___ DATA FOR THIS TASK

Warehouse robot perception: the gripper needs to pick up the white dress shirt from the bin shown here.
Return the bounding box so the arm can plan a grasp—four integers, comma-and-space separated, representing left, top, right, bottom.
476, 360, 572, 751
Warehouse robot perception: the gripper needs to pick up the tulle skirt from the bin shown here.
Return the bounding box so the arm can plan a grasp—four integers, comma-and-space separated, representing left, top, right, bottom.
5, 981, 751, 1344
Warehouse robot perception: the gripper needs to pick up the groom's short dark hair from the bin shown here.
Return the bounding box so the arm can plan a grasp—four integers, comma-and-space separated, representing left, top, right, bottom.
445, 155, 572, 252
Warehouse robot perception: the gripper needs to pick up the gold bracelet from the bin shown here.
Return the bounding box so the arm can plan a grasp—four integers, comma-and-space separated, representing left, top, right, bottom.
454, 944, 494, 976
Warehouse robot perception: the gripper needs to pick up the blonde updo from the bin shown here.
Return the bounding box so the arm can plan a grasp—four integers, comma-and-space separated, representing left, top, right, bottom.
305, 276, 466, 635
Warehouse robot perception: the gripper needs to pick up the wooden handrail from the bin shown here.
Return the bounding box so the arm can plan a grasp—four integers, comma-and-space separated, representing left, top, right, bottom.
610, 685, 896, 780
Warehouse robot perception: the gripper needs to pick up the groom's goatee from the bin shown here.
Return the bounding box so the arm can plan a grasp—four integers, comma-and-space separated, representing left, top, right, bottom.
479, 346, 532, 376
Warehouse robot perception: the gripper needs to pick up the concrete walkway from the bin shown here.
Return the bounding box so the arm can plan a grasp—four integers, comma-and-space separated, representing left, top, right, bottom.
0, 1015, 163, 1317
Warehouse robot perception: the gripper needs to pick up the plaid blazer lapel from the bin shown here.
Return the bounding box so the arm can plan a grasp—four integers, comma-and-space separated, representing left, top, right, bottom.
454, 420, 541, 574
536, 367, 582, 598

______

* SET PROBLEM *
Write the records above as a JSON list of strings, one string per line, leaving out blank lines.

* FINISHED TASK *
[
  "Warehouse robot perception: the gripper needs to pick up the white dress shirt from the bin shown here.",
  "Return the bounding box so the arm can plan a grasp—four integers, comma-and-space separated, representing left, top, right, bottom.",
  "476, 360, 572, 751",
  "Warehouse robot perception: the gripper needs to pick up the tulle skirt from the bin shown here.",
  "Return the bounding box so the arm can plan a grasp—four integers, comma-and-space separated, representing left, top, right, bottom.",
  "5, 981, 751, 1344",
  "Warehouse robot perception: the gripper needs to pick up the groom's short dark hair from the bin shown here.",
  "Return the bounding box so the arm can plan a grasp—four integers, comma-and-space separated, representing left, top, right, bottom.",
  "445, 155, 572, 252",
  "Warehouse robot perception: the gripper needs to pick up the gold bracelet from the bin shown here.",
  "Return the bounding box so the arm can plan a grasp—four integers, comma-and-space separated, representing left, top, right, bottom.",
  "454, 944, 494, 976",
  "Warehouse robot perception: the gripper needs to pick up the blonde updo from the bin shown here.",
  "Return the bounding box so the arm can plan a grasp—four integers, comma-and-space separated, representing left, top, right, bottom.",
  "305, 276, 466, 635",
  "Warehouse robot perception: the gripper needs to pick up the wooden handrail from the bin shown here.",
  "Return the bounding box so the arm can plan a grasp—four integers, comma-and-space separated, representing left, top, right, bottom.",
  "610, 685, 896, 780",
  "Warehouse robot perception: the gripper needs to pick up the groom's goatee from the bin shown here.",
  "Return the bounding box so the arm can plan a grasp—four integers, comma-and-space separated, representing left, top, right, bottom.",
  "479, 346, 532, 376",
  "Warehouse robot perception: the gripper needs to pick up the concrete walkway from the bin shown here.",
  "Return the bounding box so the arm can plan a grasp—four integers, comma-and-space separated, representing left, top, right, bottom.",
  "0, 1015, 163, 1317",
  "Warehouse robot perception: the gripper needs to pick up the plaid blazer lapel from the bin shown here.",
  "Return the bounding box so the arm can plan a grasp—four integers, comma-and-space separated, representing left, top, right, bottom.",
  "454, 420, 541, 574",
  "536, 367, 582, 598"
]